• _DATASET ROWS_
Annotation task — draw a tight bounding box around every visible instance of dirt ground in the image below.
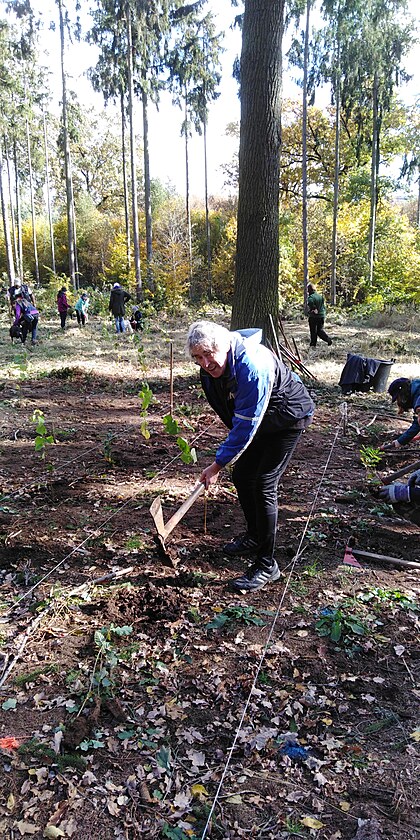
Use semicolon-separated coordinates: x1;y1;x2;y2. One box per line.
0;318;420;840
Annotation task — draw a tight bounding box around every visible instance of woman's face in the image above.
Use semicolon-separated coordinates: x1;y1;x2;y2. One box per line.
191;346;227;379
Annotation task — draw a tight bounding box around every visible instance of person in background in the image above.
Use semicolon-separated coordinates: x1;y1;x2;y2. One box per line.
13;290;39;346
378;470;420;527
187;321;314;591
108;283;131;333
7;277;36;315
74;292;89;327
381;377;420;450
308;283;332;347
57;286;69;332
130;306;143;332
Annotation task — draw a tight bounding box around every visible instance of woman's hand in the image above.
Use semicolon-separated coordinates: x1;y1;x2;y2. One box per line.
198;461;222;490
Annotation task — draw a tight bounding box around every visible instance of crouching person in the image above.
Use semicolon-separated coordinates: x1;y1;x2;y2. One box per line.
187;321;314;591
379;470;420;527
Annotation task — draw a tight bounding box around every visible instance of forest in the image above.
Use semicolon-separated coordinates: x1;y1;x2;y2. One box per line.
0;0;420;840
0;0;420;310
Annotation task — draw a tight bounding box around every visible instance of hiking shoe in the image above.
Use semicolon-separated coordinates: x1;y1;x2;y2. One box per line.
231;560;280;592
223;534;257;557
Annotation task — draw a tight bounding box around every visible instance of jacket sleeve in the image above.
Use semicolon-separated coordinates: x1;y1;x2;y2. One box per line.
215;359;274;467
397;414;420;446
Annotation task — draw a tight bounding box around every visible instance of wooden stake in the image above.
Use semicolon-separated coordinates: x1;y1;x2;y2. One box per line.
169;341;174;417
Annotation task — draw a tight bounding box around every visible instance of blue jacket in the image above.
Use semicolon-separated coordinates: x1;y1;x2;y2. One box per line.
200;330;315;467
397;379;420;446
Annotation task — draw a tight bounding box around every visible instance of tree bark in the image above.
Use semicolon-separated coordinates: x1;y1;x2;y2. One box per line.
142;90;154;292
331;41;341;306
0;138;15;286
231;0;285;334
57;0;79;289
43;111;56;274
302;0;311;308
126;3;143;303
120;90;131;274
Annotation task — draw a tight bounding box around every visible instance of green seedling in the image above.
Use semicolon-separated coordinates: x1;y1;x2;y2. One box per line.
31;408;55;460
163;414;197;464
139;382;154;440
360;446;382;471
315;608;367;650
205;606;264;630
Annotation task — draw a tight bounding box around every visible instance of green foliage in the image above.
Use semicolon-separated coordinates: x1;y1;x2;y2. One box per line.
205;606;264;630
360;446;383;470
138;382;154;440
31;408;55;459
315;608;367;650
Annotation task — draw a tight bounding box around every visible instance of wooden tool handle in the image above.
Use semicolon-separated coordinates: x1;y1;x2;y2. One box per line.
165;482;205;537
382;461;420;484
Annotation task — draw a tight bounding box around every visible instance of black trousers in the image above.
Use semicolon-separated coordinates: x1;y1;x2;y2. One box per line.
232;429;302;568
309;315;331;347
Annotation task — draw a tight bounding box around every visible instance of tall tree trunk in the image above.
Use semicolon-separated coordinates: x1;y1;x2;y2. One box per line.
13;139;23;280
302;0;311;306
184;95;194;301
121;90;131;274
232;0;285;335
368;67;379;288
4;137;19;267
331;41;341;306
125;3;143;303
26;117;39;284
43;111;56;274
142;90;154;292
203;116;213;300
0;138;15;286
57;0;79;289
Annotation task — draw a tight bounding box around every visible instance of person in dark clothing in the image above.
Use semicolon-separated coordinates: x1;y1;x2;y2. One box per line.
381;377;420;450
187;321;314;591
57;286;69;332
379;470;420;526
308;283;332;347
108;283;131;333
13;291;39;345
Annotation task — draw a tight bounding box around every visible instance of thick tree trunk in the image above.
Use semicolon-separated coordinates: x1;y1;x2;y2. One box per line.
126;3;143;303
0;139;15;285
13;140;23;279
58;0;79;289
120;91;131;274
26;118;39;284
43;111;56;274
232;0;285;334
368;73;379;288
331;43;341;306
142;90;154;292
203;116;213;300
302;0;311;307
184;97;194;301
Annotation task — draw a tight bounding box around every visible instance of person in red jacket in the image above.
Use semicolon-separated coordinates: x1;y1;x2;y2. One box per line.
57;286;69;332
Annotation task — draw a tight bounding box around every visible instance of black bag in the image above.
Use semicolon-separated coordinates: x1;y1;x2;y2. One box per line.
9;324;22;339
19;300;38;324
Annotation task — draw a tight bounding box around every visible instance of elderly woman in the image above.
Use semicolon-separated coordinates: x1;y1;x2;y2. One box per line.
187;321;314;590
381;377;420;449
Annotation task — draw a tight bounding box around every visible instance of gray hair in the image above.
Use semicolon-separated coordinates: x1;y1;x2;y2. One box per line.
187;321;230;355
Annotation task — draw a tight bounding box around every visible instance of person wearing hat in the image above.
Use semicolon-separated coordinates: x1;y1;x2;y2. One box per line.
381;377;420;450
308;283;332;347
108;283;131;333
57;286;69;332
13;289;39;345
74;292;89;327
378;470;420;527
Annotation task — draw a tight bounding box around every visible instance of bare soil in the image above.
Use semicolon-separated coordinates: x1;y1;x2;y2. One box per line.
0;314;420;840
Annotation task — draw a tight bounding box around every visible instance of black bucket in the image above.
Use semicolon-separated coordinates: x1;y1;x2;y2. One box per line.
371;359;395;394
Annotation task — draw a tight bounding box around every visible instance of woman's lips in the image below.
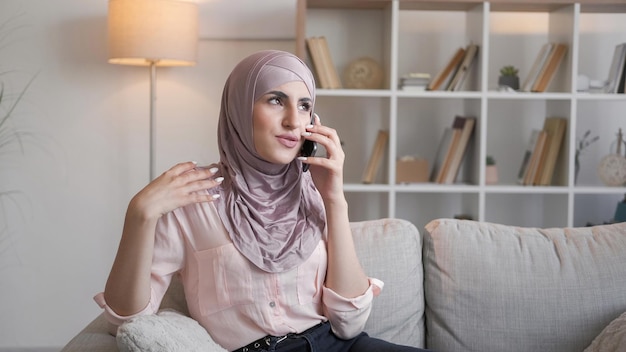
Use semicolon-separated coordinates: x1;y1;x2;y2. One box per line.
277;135;299;148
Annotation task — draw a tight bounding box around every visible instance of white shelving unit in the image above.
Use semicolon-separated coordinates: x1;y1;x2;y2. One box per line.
298;0;626;227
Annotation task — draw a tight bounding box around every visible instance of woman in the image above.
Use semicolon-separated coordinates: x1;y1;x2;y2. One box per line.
96;50;426;351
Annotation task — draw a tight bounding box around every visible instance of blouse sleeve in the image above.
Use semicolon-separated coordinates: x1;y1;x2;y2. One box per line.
94;212;185;325
322;278;384;339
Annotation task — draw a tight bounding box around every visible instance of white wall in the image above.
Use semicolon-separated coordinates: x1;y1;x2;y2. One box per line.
0;0;293;350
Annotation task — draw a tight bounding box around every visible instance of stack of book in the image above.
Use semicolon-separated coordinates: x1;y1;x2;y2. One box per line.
520;43;568;92
306;36;342;89
430;116;476;184
517;117;567;186
604;43;626;93
427;44;478;91
399;73;430;91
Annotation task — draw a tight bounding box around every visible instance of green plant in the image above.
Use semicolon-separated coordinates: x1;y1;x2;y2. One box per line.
500;65;518;76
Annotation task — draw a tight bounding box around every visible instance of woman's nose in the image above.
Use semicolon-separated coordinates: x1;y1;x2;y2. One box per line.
283;109;302;129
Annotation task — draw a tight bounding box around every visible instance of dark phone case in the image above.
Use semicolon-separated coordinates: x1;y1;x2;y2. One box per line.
300;113;317;172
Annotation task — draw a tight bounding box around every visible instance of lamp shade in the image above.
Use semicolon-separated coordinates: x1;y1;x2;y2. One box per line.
108;0;198;66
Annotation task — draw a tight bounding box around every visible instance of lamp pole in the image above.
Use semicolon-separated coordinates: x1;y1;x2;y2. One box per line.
148;60;157;181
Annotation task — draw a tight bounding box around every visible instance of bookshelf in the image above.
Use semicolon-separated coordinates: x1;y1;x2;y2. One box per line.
296;0;626;228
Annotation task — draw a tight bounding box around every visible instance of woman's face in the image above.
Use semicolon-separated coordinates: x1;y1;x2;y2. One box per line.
252;81;313;164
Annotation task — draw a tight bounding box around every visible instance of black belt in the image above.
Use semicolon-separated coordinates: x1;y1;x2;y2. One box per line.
233;322;327;352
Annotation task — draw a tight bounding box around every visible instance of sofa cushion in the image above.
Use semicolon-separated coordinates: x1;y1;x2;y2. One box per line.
424;219;626;352
116;309;226;352
584;313;626;352
351;219;424;347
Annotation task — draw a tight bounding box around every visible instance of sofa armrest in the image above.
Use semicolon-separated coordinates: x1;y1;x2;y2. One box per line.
61;314;118;352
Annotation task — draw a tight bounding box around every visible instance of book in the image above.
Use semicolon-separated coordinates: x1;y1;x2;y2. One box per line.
603;43;626;93
534;117;567;186
317;36;342;89
532;43;567;92
442;116;476;184
517;129;541;185
446;44;478;91
430;127;458;182
363;130;389;184
523;130;547;186
306;37;330;89
435;127;461;183
426;48;465;90
520;43;554;92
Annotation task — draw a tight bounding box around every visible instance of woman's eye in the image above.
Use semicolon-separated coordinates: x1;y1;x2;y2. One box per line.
268;97;280;105
300;103;311;111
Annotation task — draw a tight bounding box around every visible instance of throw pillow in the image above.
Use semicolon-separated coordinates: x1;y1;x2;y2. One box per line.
116;309;226;352
584;312;626;352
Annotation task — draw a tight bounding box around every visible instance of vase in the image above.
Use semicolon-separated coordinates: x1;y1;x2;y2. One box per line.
498;76;519;90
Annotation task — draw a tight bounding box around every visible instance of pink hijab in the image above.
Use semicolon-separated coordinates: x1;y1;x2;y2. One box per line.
214;50;326;272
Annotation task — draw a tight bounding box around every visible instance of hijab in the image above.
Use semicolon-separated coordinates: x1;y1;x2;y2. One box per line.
214;50;326;273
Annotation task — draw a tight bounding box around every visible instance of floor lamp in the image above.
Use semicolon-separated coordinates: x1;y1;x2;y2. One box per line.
108;0;198;180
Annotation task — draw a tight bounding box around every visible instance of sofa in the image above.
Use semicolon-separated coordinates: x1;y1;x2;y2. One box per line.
62;219;626;352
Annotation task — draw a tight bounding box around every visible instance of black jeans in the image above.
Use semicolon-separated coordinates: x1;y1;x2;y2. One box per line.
236;322;427;352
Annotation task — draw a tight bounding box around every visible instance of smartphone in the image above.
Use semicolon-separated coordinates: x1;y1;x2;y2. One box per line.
300;113;317;172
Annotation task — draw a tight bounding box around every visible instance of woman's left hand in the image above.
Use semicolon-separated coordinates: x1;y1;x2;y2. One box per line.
304;114;345;203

• _DESCRIPTION OF THE TASK_
Copy out the entries word for word, starting at the line that contains "seedling in the image above." and ending at the line that contains "309;315;331;347".

• _FINAL RESULT_
Annotation task — draw a tight bounding box around every visible instance of green seedling in the image above.
Use semicolon-separated coordinates: x1;y1;x2;y2. One box per line.
31;408;55;460
163;414;197;464
139;382;154;440
360;446;382;471
315;608;367;650
205;606;264;630
Annotation task — draw a tight bounding box around every visible instance of green foliage in the image above.
Use semicolon-separated coordinates: x1;y1;x2;y2. One box per line.
205;606;264;630
360;446;383;470
138;382;154;440
31;408;55;459
315;608;367;650
Annotation task — draw a tight bounding box around every visible instance of wooden tool handle in the image above.
Use semicolon-separated coordinates: x1;y1;x2;y2. One box per line.
165;482;205;537
382;461;420;484
Annotation task — draw a tight bounding box around every visible instance of black trousers in the image above.
Use semicolon-separated coordinates: x1;y1;x2;y2. One box per line.
232;429;302;568
309;315;331;347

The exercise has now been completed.